>> BEGIN Passage given

Architecture Selection Guide#

Choose the appropriate architecture based on your requirements:

DGX B300:

Highest GPU density: 72 units per SU (InfiniBand) or 64 units per SU (Ethernet)
Advanced monitoring with NetQ (v2.1.0)
Autonomous recovery features (AHR/AJR) in v2.1.0
Traditional DGX node architecture in standard racks
x86-based infrastructure throughout
Separate Admin Kubernetes Nodes for infrastructure services

DGX B200:

Balanced production configuration: 32 units per SU
Proven v2.2.0 architecture
Streamlined deployment without separate admin infrastructure nodes
Traditional DGX node architecture in standard racks
x86-based infrastructure throughout
Cost-effective for production AI workloads

DGX GB300:

Next-generation NVL72 rack-based system
Hybrid Arm64/x86 architecture: Arm64 for control and user access, x86 for admin services
NVLink high-speed interconnect for GPU fabric
Separate User Kubernetes Nodes for user workloads
Advanced features: NetQ, NMX, AHR, AJR (v2.1.0)

>> END Passage given
>> BEGIN Items

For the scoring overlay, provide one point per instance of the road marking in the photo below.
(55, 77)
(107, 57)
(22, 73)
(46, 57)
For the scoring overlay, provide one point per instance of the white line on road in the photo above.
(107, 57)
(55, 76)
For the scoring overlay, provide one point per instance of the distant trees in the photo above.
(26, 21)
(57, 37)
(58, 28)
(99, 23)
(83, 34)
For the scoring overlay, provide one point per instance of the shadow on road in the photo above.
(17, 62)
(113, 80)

>> END Items
>> BEGIN Items

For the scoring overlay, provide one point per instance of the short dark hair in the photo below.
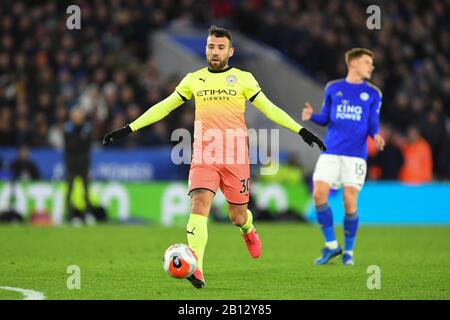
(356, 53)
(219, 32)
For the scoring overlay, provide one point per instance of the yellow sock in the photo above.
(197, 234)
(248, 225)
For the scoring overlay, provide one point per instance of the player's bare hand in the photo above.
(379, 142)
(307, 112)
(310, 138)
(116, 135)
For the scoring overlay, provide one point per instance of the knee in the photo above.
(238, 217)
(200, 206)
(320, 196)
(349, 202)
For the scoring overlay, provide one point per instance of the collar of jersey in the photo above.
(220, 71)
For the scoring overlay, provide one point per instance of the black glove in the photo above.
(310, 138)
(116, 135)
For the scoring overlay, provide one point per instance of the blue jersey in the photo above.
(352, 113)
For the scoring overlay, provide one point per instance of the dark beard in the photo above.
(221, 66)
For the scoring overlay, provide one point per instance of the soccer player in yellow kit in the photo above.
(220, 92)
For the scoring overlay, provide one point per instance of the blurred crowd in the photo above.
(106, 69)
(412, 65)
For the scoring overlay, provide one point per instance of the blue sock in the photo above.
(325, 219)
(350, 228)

>> END Items

- _Task directions_: Can you reproduce the DGX architecture selection guide word for word, from its heading to its last line?

- _Problem solution_:
Architecture Selection Guide#

Choose the appropriate architecture based on your requirements:

DGX B300:

Highest GPU density: 72 units per SU (InfiniBand) or 64 units per SU (Ethernet)
Advanced monitoring with NetQ (v2.1.0)
Autonomous recovery features (AHR/AJR) in v2.1.0
Traditional DGX node architecture in standard racks
x86-based infrastructure throughout
Separate Admin Kubernetes Nodes for infrastructure services

DGX B200:

Balanced production configuration: 32 units per SU
Proven v2.2.0 architecture
Streamlined deployment without separate admin infrastructure nodes
Traditional DGX node architecture in standard racks
x86-based infrastructure throughout
Cost-effective for production AI workloads

DGX GB300:

Next-generation NVL72 rack-based system
Hybrid Arm64/x86 architecture: Arm64 for control and user access, x86 for admin services
NVLink high-speed interconnect for GPU fabric
Separate User Kubernetes Nodes for user workloads
Advanced features: NetQ, NMX, AHR, AJR (v2.1.0)